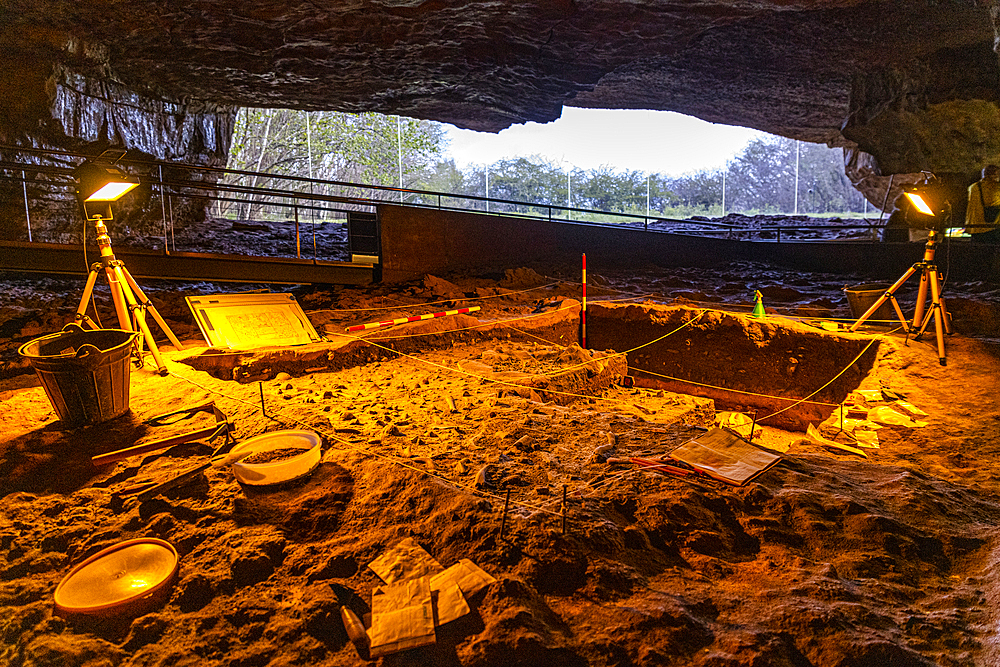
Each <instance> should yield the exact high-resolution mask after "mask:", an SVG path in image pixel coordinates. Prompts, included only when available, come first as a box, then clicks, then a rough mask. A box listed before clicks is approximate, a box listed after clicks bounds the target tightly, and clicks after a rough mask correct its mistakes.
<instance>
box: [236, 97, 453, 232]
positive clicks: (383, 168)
mask: <svg viewBox="0 0 1000 667" xmlns="http://www.w3.org/2000/svg"><path fill="white" fill-rule="evenodd" d="M233 136H234V140H233V146H232V148H231V150H230V154H229V162H228V164H227V167H228V168H229V169H234V170H241V171H254V172H266V173H268V174H274V175H275V177H272V178H267V177H260V176H245V175H230V176H229V177H227V179H226V180H225V182H227V183H231V184H238V185H243V186H250V187H277V185H278V184H279V183H281V187H284V188H286V189H289V188H291V189H298V190H300V191H304V192H305V191H310V192H313V193H320V194H328V195H340V196H352V195H358V194H361V193H362V191H363V190H364V189H363V188H348V187H339V186H332V185H327V184H322V185H321V184H315V185H312V186H310V185H308V184H302V183H299V184H295V185H291V186H290V185H289V183H288V182H287V181H284V182H282V179H280V176H282V175H284V176H298V177H309V176H311V177H312V178H315V179H320V180H326V181H340V182H347V183H358V184H365V185H380V186H389V187H394V186H398V185H399V181H400V168H402V180H403V187H404V188H408V187H411V186H413V185H416V184H419V183H420V182H421V181H422V178H423V175H424V172H425V171H426V170H427V169H429V168H430V167H431V166H432V165H433V164H434V163H435V162H436V161H437V160H438V159H439V158H440V157H441V154H442V151H443V149H444V131H443V130H442V129H441V126H440V125H439V124H437V123H432V122H429V121H422V120H416V119H413V118H397V117H396V116H383V115H381V114H376V113H362V114H346V113H337V112H328V111H322V112H314V113H306V112H304V111H295V110H291V109H250V108H245V109H242V110H240V112H239V113H238V114H237V119H236V127H235V129H234V131H233ZM400 153H402V159H401V158H400ZM364 194H366V195H367V196H371V192H370V191H365V192H364ZM394 197H395V195H384V198H387V199H388V198H394ZM262 207H263V202H261V201H252V202H243V203H242V204H241V206H240V208H239V210H238V211H237V212H236V213H237V216H238V217H241V218H249V217H253V216H254V215H257V214H260V212H261V210H262ZM227 208H228V207H222V211H220V213H225V212H226V210H227Z"/></svg>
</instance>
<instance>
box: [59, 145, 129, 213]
mask: <svg viewBox="0 0 1000 667" xmlns="http://www.w3.org/2000/svg"><path fill="white" fill-rule="evenodd" d="M73 178H75V179H76V183H77V185H76V196H77V199H78V200H79V202H80V205H81V206H82V207H83V210H84V213H85V214H86V217H87V219H88V220H95V219H97V218H98V217H99V218H101V219H103V220H111V218H112V216H111V202H113V201H118V200H119V199H121V198H122V197H123V196H125V194H126V193H128V192H131V191H132V190H133V189H134V188H135V187H136V186H137V185H139V178H138V177H136V176H131V175H129V174H127V173H125V171H123V170H122V169H120V168H119V167H116V166H115V165H112V164H106V163H103V162H100V161H94V162H91V161H89V160H88V161H85V162H84V163H83V164H81V165H80V166H79V167H77V168H76V170H75V171H74V172H73Z"/></svg>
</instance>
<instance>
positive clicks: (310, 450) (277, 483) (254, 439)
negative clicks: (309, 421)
mask: <svg viewBox="0 0 1000 667" xmlns="http://www.w3.org/2000/svg"><path fill="white" fill-rule="evenodd" d="M320 443H321V440H320V437H319V436H318V435H317V434H315V433H313V432H312V431H274V432H273V433H265V434H263V435H258V436H256V437H254V438H250V439H249V440H245V441H243V442H241V443H240V444H238V445H236V446H235V447H233V450H232V451H233V453H234V454H235V453H237V452H245V451H250V452H253V453H254V454H258V453H260V452H270V451H274V450H276V449H286V448H289V449H290V448H295V449H301V450H302V453H301V454H298V455H296V456H289V457H287V458H284V459H281V460H280V461H272V462H271V463H243V462H242V461H240V462H239V463H234V464H233V474H235V475H236V479H237V480H239V481H240V482H241V483H243V484H250V485H254V486H264V485H267V484H280V483H282V482H288V481H291V480H293V479H298V478H299V477H304V476H305V475H308V474H309V473H311V472H312V471H313V469H315V468H316V466H318V465H319V459H320V453H321V452H320Z"/></svg>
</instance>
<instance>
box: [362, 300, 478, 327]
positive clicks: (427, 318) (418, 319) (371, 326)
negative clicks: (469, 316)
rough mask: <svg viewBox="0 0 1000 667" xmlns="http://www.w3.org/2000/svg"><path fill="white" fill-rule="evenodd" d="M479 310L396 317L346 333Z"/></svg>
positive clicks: (465, 312)
mask: <svg viewBox="0 0 1000 667" xmlns="http://www.w3.org/2000/svg"><path fill="white" fill-rule="evenodd" d="M477 310H479V306H473V307H472V308H459V309H458V310H444V311H441V312H440V313H428V314H427V315H414V316H413V317H397V318H396V319H394V320H387V321H385V322H369V323H368V324H356V325H354V326H353V327H347V330H348V331H367V330H368V329H376V328H378V327H388V326H392V325H393V324H406V323H407V322H419V321H420V320H429V319H432V318H435V317H445V316H446V315H462V314H464V313H474V312H476V311H477Z"/></svg>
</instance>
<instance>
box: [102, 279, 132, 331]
mask: <svg viewBox="0 0 1000 667" xmlns="http://www.w3.org/2000/svg"><path fill="white" fill-rule="evenodd" d="M104 273H106V274H107V276H108V285H110V287H111V300H112V301H114V303H115V312H116V313H117V314H118V326H120V327H121V328H122V329H124V330H125V331H135V329H134V328H133V327H132V323H131V322H130V321H129V316H128V304H127V303H126V302H125V297H124V296H123V295H122V281H119V279H118V274H117V273H115V269H114V267H112V266H106V267H104Z"/></svg>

-*-

● Description of the task
The full data, repeated exactly and stripped of its pictures, is the expected answer.

● The completed task
Each <instance> should yield the exact high-resolution mask after "mask:", an SVG path in image pixel coordinates. Prompts, included only when available, come first as a box, then clicks, then a rough mask. A box listed before clicks is approximate, a box listed after clicks bounds the target tightly, and clicks after a rough mask correct its mistakes.
<instance>
box: [236, 97, 453, 232]
positive clicks: (383, 168)
mask: <svg viewBox="0 0 1000 667" xmlns="http://www.w3.org/2000/svg"><path fill="white" fill-rule="evenodd" d="M233 136H234V140H233V146H232V148H231V150H230V154H229V162H228V164H227V167H228V168H229V169H234V170H241V171H254V172H266V173H268V174H274V175H275V177H272V178H267V177H260V176H245V175H230V176H229V177H227V179H226V180H225V182H227V183H231V184H238V185H243V186H250V187H277V185H278V184H279V183H281V187H284V188H286V189H289V188H291V189H298V190H300V191H304V192H305V191H310V192H313V193H320V194H328V195H340V196H352V195H358V194H361V193H362V191H363V190H364V189H363V188H348V187H339V186H332V185H327V184H322V185H321V184H315V185H312V186H310V185H308V184H302V183H299V184H295V185H291V186H290V185H289V183H288V182H287V181H284V182H282V179H280V176H282V175H284V176H298V177H309V176H311V177H312V178H315V179H320V180H326V181H340V182H347V183H358V184H365V185H380V186H389V187H394V186H398V185H399V181H400V168H402V180H403V187H404V188H408V187H411V186H413V185H416V184H419V183H420V182H421V181H422V178H423V175H424V172H425V171H426V170H427V169H429V168H430V167H431V166H432V165H433V164H434V163H435V162H436V161H437V160H438V159H439V158H440V157H441V154H442V151H443V149H444V131H443V130H442V129H441V126H440V125H439V124H437V123H432V122H429V121H422V120H416V119H413V118H397V117H396V116H383V115H381V114H376V113H362V114H346V113H337V112H328V111H322V112H314V113H306V112H304V111H295V110H291V109H250V108H245V109H242V110H240V112H239V113H238V114H237V119H236V127H235V129H234V131H233ZM400 153H402V159H401V158H400ZM364 194H366V195H367V196H371V192H370V191H365V192H364ZM394 197H395V195H384V198H387V199H388V198H394ZM262 207H263V202H261V201H252V202H243V203H242V204H241V206H240V208H239V210H238V211H237V212H236V213H237V216H238V217H241V218H249V217H253V216H254V215H257V214H260V212H261V210H262ZM227 208H228V207H222V211H220V213H225V212H226V210H227Z"/></svg>
</instance>
<instance>
box: [59, 145, 129, 213]
mask: <svg viewBox="0 0 1000 667" xmlns="http://www.w3.org/2000/svg"><path fill="white" fill-rule="evenodd" d="M73 178H75V179H76V183H77V185H76V196H77V199H78V200H79V202H80V205H81V206H82V207H83V210H84V213H85V214H86V217H87V219H88V220H95V219H97V218H98V217H99V218H101V219H103V220H111V218H112V216H111V202H113V201H118V200H119V199H121V198H122V197H123V196H125V194H126V193H128V192H131V191H132V190H133V189H134V188H135V187H136V186H137V185H139V178H138V177H136V176H131V175H129V174H127V173H125V171H123V170H122V169H120V168H119V167H116V166H115V165H112V164H106V163H103V162H100V161H94V162H91V161H89V160H88V161H85V162H84V163H83V164H81V165H80V166H79V167H77V168H76V170H75V171H74V172H73Z"/></svg>
</instance>
<instance>
positive clicks: (310, 450) (277, 483) (254, 439)
negative clicks: (309, 421)
mask: <svg viewBox="0 0 1000 667" xmlns="http://www.w3.org/2000/svg"><path fill="white" fill-rule="evenodd" d="M320 443H321V440H320V437H319V436H318V435H317V434H315V433H313V432H312V431H274V432H273V433H265V434H263V435H258V436H256V437H254V438H250V439H249V440H245V441H243V442H241V443H240V444H238V445H236V446H235V447H233V450H232V451H233V453H234V454H235V453H237V452H245V451H250V452H253V453H254V454H258V453H260V452H270V451H274V450H276V449H286V448H289V449H290V448H295V449H301V450H302V453H301V454H298V455H296V456H289V457H287V458H284V459H281V460H280V461H272V462H271V463H243V462H242V461H240V462H239V463H234V464H233V474H235V475H236V479H237V480H239V481H240V482H241V483H243V484H250V485H254V486H264V485H267V484H280V483H282V482H288V481H291V480H293V479H298V478H299V477H304V476H305V475H308V474H309V473H311V472H312V471H313V469H315V468H316V466H318V465H319V459H320V453H321V452H320Z"/></svg>
</instance>
<instance>
box: [362, 300, 478, 327]
positive clicks: (427, 318) (418, 319) (371, 326)
negative clicks: (469, 316)
rough mask: <svg viewBox="0 0 1000 667" xmlns="http://www.w3.org/2000/svg"><path fill="white" fill-rule="evenodd" d="M479 310L396 317L346 333Z"/></svg>
positive clicks: (465, 312)
mask: <svg viewBox="0 0 1000 667" xmlns="http://www.w3.org/2000/svg"><path fill="white" fill-rule="evenodd" d="M477 310H479V306H473V307H472V308H459V309H458V310H444V311H441V312H440V313H428V314H427V315H414V316H413V317H397V318H396V319H394V320H387V321H385V322H369V323H368V324H356V325H354V326H353V327H347V330H348V331H367V330H368V329H376V328H378V327H388V326H392V325H393V324H406V323H407V322H419V321H420V320H429V319H432V318H435V317H445V316H446V315H462V314H464V313H474V312H476V311H477Z"/></svg>
</instance>
<instance>
box: [102, 279, 132, 331]
mask: <svg viewBox="0 0 1000 667" xmlns="http://www.w3.org/2000/svg"><path fill="white" fill-rule="evenodd" d="M104 273H106V274H107V276H108V285H110V287H111V300H112V301H114V303H115V312H116V313H117V314H118V326H120V327H121V328H122V329H124V330H125V331H135V329H134V328H133V327H132V323H131V322H130V321H129V316H128V304H127V303H126V302H125V297H124V296H123V295H122V281H119V279H118V274H117V273H115V269H114V267H112V266H106V267H104Z"/></svg>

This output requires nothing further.